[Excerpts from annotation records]
-----

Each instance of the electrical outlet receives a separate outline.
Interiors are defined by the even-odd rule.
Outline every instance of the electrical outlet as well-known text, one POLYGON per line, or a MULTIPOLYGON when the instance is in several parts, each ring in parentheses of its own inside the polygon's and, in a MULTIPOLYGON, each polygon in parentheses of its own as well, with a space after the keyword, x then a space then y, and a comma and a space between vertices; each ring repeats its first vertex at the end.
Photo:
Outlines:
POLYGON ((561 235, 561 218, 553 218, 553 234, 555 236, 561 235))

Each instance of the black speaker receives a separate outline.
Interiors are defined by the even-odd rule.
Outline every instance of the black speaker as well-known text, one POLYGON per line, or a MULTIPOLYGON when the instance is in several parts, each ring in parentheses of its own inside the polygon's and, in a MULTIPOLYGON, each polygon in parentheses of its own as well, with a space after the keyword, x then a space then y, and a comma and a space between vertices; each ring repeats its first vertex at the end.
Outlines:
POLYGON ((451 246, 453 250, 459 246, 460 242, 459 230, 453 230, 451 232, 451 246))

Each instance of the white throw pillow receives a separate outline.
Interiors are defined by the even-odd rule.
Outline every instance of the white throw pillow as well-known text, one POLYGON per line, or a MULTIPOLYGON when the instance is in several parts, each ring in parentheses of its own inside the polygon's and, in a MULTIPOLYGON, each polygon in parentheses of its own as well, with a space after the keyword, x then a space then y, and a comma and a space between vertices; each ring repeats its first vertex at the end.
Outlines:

-----

Reproduce every line of the material above as a numbered list, omitting the blank lines.

1. Each instance of the electrical outlet receives a separate outline.
2. Interiors are defined by the even-odd rule.
3. Outline every instance of the electrical outlet as well-known text, one POLYGON per line, or a MULTIPOLYGON when the instance is in several parts, each ring in parentheses of its own inside the polygon's and, in a MULTIPOLYGON, each polygon in parentheses of its own as well, with a space after the keyword, x then a space then y, and a comma and a space between vertices; each ring repeats its first vertex at the end.
4. Photo:
5. Outlines:
6. POLYGON ((561 235, 561 218, 553 218, 553 234, 555 236, 561 235))
7. Each instance of the black speaker receives a separate outline.
8. Interiors are defined by the even-odd rule.
9. Outline every instance of the black speaker as well-known text, one POLYGON per line, or a MULTIPOLYGON when the instance is in several parts, each ring in parentheses of its own inside the polygon's and, in a MULTIPOLYGON, each polygon in parentheses of its own as well, with a space after the keyword, x then a space then y, and a comma and a space between vertices; each ring repeats its first vertex at the end.
10. Outlines:
11. POLYGON ((451 246, 453 250, 459 246, 460 242, 459 230, 453 230, 451 232, 451 246))
12. Each instance of the white throw pillow receives a separate outline.
13. Interiors are defined by the even-odd rule.
14. Outline every instance of the white throw pillow as well-known text, one POLYGON per line, or a MULTIPOLYGON when the instance is in several parts, each ring in parentheses of its own inside the polygon's and, in a MULTIPOLYGON, each polygon in parentheses of its own as well, with a space after the keyword, x then a space then y, and a comma and a space between vertices; each ring repeats its first vertex at the end.
15. Outlines:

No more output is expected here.